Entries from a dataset
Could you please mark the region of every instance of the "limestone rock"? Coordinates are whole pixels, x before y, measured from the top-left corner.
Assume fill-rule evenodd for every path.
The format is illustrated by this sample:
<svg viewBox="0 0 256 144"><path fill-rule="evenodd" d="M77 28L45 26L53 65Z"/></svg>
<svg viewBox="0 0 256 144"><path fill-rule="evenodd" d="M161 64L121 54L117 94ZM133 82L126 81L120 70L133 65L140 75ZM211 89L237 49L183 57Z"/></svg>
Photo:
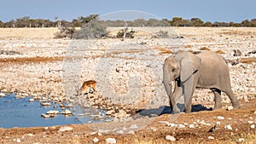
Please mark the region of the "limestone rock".
<svg viewBox="0 0 256 144"><path fill-rule="evenodd" d="M168 135L166 136L166 140L175 141L176 138L174 136L172 136L172 135Z"/></svg>
<svg viewBox="0 0 256 144"><path fill-rule="evenodd" d="M63 127L61 127L61 128L60 128L59 132L71 131L71 130L73 130L73 127L70 127L70 126L63 126Z"/></svg>
<svg viewBox="0 0 256 144"><path fill-rule="evenodd" d="M116 140L114 138L107 138L106 139L106 143L116 143Z"/></svg>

**WHAT IS ASKED:** Recast every line of the data above as a Markdown table with the columns "Row" and "Line", numbering the rows and omitting blank lines. Leave the pictures out of the table.

**COMPLETE OUTPUT:**
| Row | Line |
|---|---|
| 1 | Could you please mark the region of every instance of the "limestone rock"? Coordinates are whole pixels, x before y, measured from the top-left corner. |
| 2 | Assume fill-rule evenodd for every path. |
| 3 | The format is illustrated by this sample: |
| 4 | <svg viewBox="0 0 256 144"><path fill-rule="evenodd" d="M77 28L45 26L53 65Z"/></svg> |
| 5 | <svg viewBox="0 0 256 144"><path fill-rule="evenodd" d="M161 64L121 54L117 94ZM133 82L126 81L120 70L133 65L140 75ZM211 89L237 49L183 57Z"/></svg> |
| 6 | Photo: |
| 7 | Please mark the region of the "limestone rock". |
| 8 | <svg viewBox="0 0 256 144"><path fill-rule="evenodd" d="M168 135L166 136L166 140L175 141L176 138L174 136L172 136L172 135Z"/></svg> |
| 9 | <svg viewBox="0 0 256 144"><path fill-rule="evenodd" d="M63 127L61 127L61 128L60 128L59 132L71 131L71 130L73 130L73 127L70 127L70 126L63 126Z"/></svg> |
| 10 | <svg viewBox="0 0 256 144"><path fill-rule="evenodd" d="M116 140L114 138L107 138L106 139L106 143L116 143Z"/></svg> |